*RECORDED DATA*
##########

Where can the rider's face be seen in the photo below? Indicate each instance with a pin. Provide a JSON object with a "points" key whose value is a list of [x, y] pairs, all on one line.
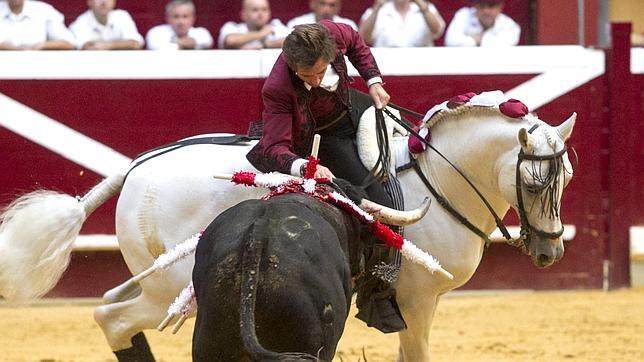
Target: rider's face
{"points": [[313, 75]]}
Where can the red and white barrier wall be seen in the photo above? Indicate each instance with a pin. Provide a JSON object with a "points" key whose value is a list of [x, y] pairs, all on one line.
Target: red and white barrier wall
{"points": [[68, 119]]}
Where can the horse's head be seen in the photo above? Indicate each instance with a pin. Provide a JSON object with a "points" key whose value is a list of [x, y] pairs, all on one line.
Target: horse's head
{"points": [[542, 171]]}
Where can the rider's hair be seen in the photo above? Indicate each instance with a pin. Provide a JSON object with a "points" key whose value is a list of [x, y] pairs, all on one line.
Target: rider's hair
{"points": [[306, 44]]}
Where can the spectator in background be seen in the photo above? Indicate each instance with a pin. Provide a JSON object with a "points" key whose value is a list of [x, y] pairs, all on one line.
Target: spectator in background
{"points": [[256, 30], [103, 28], [322, 9], [401, 23], [33, 25], [179, 32], [482, 25]]}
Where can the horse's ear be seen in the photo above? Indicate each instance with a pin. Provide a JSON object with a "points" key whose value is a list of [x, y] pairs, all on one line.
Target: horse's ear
{"points": [[525, 140], [565, 129]]}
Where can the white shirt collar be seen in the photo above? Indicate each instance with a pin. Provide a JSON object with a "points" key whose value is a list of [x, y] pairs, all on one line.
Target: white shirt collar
{"points": [[329, 82]]}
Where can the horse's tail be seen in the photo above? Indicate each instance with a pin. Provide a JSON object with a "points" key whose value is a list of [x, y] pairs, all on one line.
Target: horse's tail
{"points": [[252, 256], [37, 233]]}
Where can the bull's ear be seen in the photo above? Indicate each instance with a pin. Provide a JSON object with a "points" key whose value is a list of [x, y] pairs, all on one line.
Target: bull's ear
{"points": [[526, 140], [565, 129]]}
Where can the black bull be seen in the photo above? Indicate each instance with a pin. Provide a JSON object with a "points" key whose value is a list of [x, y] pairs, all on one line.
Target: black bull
{"points": [[272, 277]]}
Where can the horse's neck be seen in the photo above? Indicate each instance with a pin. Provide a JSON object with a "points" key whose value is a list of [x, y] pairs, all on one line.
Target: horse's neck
{"points": [[475, 146]]}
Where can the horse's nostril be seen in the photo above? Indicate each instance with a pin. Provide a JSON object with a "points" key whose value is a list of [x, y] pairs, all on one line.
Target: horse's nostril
{"points": [[543, 259]]}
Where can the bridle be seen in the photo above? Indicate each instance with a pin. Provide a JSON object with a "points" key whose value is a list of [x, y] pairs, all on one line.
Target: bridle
{"points": [[526, 227]]}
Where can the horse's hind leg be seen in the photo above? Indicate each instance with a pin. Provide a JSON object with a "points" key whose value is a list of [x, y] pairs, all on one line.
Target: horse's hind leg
{"points": [[122, 323]]}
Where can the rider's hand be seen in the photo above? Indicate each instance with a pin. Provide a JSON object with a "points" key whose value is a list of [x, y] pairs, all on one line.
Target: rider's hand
{"points": [[379, 96], [323, 172]]}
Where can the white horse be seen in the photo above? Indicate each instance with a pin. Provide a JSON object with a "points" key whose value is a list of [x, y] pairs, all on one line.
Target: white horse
{"points": [[172, 196]]}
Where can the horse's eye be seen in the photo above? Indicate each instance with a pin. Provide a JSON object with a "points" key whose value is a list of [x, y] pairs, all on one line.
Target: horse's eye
{"points": [[533, 188]]}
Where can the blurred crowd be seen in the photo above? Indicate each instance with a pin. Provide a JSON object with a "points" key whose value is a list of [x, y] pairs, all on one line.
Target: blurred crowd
{"points": [[37, 25]]}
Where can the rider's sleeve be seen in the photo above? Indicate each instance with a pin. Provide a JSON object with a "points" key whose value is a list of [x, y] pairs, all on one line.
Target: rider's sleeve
{"points": [[351, 44], [274, 151]]}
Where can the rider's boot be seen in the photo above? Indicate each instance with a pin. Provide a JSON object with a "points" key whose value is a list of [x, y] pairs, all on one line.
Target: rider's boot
{"points": [[139, 352]]}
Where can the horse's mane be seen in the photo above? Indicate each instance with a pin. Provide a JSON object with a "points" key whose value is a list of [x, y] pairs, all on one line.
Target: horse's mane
{"points": [[466, 109]]}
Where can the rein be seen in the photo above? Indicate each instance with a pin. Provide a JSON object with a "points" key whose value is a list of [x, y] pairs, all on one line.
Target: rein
{"points": [[526, 227], [441, 200]]}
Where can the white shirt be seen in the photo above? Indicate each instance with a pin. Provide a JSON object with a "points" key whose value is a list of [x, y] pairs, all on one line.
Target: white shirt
{"points": [[504, 32], [310, 19], [279, 31], [38, 22], [120, 26], [162, 37], [392, 30]]}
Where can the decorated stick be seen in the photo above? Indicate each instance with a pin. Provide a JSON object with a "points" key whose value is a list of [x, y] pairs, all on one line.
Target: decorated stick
{"points": [[167, 259], [316, 145], [383, 232]]}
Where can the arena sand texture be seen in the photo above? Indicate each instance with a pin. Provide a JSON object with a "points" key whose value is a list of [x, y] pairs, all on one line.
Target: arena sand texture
{"points": [[515, 326]]}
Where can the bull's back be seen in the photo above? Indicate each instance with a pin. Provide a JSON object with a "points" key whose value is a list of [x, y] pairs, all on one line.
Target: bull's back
{"points": [[304, 280]]}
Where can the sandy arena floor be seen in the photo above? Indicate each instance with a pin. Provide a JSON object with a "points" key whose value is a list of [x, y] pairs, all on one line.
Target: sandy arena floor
{"points": [[540, 326]]}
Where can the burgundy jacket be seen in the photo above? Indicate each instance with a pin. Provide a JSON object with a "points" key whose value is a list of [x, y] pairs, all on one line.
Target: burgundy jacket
{"points": [[288, 122]]}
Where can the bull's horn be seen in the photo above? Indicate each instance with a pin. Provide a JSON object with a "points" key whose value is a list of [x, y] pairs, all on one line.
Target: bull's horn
{"points": [[565, 129], [395, 217]]}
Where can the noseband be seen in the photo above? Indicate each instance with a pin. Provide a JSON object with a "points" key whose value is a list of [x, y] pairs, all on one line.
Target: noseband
{"points": [[526, 228]]}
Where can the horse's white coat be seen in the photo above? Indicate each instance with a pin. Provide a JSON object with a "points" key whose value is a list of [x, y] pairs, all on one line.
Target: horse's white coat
{"points": [[169, 198]]}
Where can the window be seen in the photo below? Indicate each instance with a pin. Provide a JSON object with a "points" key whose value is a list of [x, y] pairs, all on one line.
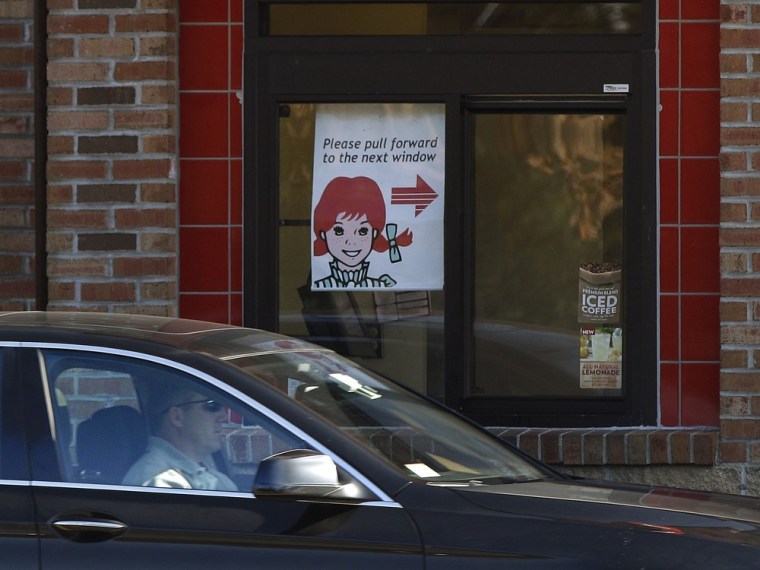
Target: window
{"points": [[125, 421], [548, 190], [451, 18]]}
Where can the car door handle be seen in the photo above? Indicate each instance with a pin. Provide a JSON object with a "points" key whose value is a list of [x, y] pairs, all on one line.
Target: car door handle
{"points": [[88, 529]]}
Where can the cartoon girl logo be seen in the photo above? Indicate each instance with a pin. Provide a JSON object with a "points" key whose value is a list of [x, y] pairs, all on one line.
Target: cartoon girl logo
{"points": [[349, 221]]}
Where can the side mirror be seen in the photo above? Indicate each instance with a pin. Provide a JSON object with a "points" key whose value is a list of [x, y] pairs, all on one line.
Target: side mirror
{"points": [[298, 473]]}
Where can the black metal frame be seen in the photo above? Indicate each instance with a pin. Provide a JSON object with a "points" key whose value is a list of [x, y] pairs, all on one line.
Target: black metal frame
{"points": [[467, 73]]}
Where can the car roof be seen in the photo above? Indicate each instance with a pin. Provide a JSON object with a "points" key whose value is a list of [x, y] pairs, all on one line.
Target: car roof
{"points": [[111, 329]]}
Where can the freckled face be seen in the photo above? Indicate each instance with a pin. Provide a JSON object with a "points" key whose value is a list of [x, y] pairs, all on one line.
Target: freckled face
{"points": [[349, 240]]}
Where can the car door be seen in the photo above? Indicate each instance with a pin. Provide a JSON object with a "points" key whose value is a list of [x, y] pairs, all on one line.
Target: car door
{"points": [[18, 536], [87, 517]]}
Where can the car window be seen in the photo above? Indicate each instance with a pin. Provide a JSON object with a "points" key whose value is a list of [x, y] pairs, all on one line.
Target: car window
{"points": [[418, 437], [126, 421]]}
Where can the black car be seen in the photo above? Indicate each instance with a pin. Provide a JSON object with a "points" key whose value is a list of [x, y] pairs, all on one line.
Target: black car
{"points": [[323, 465]]}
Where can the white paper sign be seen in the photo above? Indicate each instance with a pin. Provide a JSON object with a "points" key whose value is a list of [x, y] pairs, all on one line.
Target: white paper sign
{"points": [[377, 197]]}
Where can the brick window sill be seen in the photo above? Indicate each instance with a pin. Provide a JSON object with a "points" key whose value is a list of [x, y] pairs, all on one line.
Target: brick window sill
{"points": [[615, 446]]}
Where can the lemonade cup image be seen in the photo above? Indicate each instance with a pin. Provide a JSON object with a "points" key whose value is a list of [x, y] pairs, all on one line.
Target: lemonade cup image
{"points": [[600, 346]]}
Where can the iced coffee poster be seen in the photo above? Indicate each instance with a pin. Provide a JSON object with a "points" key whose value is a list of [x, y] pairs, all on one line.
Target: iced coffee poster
{"points": [[601, 353], [377, 197]]}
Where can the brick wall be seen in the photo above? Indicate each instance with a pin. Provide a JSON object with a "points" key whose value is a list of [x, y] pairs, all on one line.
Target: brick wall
{"points": [[112, 120], [16, 155], [740, 232]]}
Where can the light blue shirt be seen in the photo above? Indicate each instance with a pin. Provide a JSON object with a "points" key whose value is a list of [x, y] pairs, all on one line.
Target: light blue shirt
{"points": [[163, 465]]}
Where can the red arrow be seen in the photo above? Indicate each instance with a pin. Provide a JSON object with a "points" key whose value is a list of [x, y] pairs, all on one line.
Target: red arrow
{"points": [[420, 196]]}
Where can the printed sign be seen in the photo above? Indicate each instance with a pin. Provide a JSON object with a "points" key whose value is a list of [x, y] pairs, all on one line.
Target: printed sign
{"points": [[601, 358], [377, 197], [599, 293]]}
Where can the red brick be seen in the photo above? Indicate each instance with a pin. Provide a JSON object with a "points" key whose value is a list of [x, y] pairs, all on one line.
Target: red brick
{"points": [[572, 448], [158, 290], [68, 72], [14, 125], [733, 452], [737, 38], [155, 242], [110, 291], [77, 120], [77, 25], [733, 212], [16, 287], [77, 218], [17, 102], [22, 194], [144, 218], [17, 241], [12, 79], [139, 266], [740, 237], [145, 71], [594, 447], [60, 96], [88, 169], [740, 381], [11, 33], [734, 112], [680, 448], [77, 266], [734, 358], [733, 63], [144, 23], [144, 118], [106, 47], [740, 429], [140, 169], [17, 56], [60, 48]]}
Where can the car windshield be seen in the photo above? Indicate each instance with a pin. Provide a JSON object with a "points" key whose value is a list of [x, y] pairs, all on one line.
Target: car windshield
{"points": [[417, 436]]}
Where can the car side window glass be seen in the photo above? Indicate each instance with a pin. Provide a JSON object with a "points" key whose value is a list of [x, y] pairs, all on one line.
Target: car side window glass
{"points": [[125, 421]]}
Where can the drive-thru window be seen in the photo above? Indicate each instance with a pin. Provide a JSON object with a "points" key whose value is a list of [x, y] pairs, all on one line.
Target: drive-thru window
{"points": [[462, 196]]}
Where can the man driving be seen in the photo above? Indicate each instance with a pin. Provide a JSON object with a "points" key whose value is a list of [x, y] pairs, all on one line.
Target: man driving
{"points": [[187, 429]]}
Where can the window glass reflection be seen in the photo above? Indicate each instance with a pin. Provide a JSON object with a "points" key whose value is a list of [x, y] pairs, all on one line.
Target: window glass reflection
{"points": [[454, 18], [548, 199]]}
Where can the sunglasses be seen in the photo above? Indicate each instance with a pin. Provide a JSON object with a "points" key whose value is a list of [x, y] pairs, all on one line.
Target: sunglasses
{"points": [[211, 406]]}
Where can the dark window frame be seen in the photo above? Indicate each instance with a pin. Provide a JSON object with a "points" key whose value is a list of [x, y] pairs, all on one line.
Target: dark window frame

##########

*PROBLEM DETAILS*
Only those lines running from the one containing "Where can the car windshield" through the last line of the data above are to be copied, exactly, with both ends included.

*SOLUTION TO THIS EXERCISE*
Where can the car windshield be seen in the photo above? Indicate each instance with a pin. Provide a JSON object with a "points" key whose value is a list of [x, y] pairs, all on one line.
Target: car windshield
{"points": [[417, 436]]}
Where can the car side window glass be seen in the photo above? Indicate each instance with a pin. Provide a JSON object with a "points" key whose value is a list of [x, y] pairs, all on one line.
Target: car side window glass
{"points": [[125, 421]]}
Where can the drive-thru window be seen in the photo above? Indicate each instance with a pin. Provide a JSON object with a "points" key whose value is a list of [x, y] pairs, all on one line.
Target: drive-thru window
{"points": [[462, 196]]}
Where can the man driving be seen in the photo above? Indicate each instance with a pin. Provide a JSON object with a "points" key whose value is a list of [x, y] pairs, all on one line.
Target: man driving
{"points": [[187, 429]]}
Where can the window glass reflection be seen in the photo above? Indicate each instance with a pin. Provide a JSON object with a "points" key whose value is a list of [x, y] pairs, all on one line.
Target: window glass reflection
{"points": [[454, 18], [548, 199]]}
Where can the sunglasses be seen in the photo above? Indicate each instance with a pin. Provide a JSON object with a "points" key whose value is a list of [x, y] pairs, all on one line.
Target: sunglasses
{"points": [[211, 406]]}
Where can the dark window frame be seen in the photo above? Indicate each instance with a pin. Provide a JSON object with a "points" key whose value is a list of [x, y] pairs, all on one line.
Target: dark window frame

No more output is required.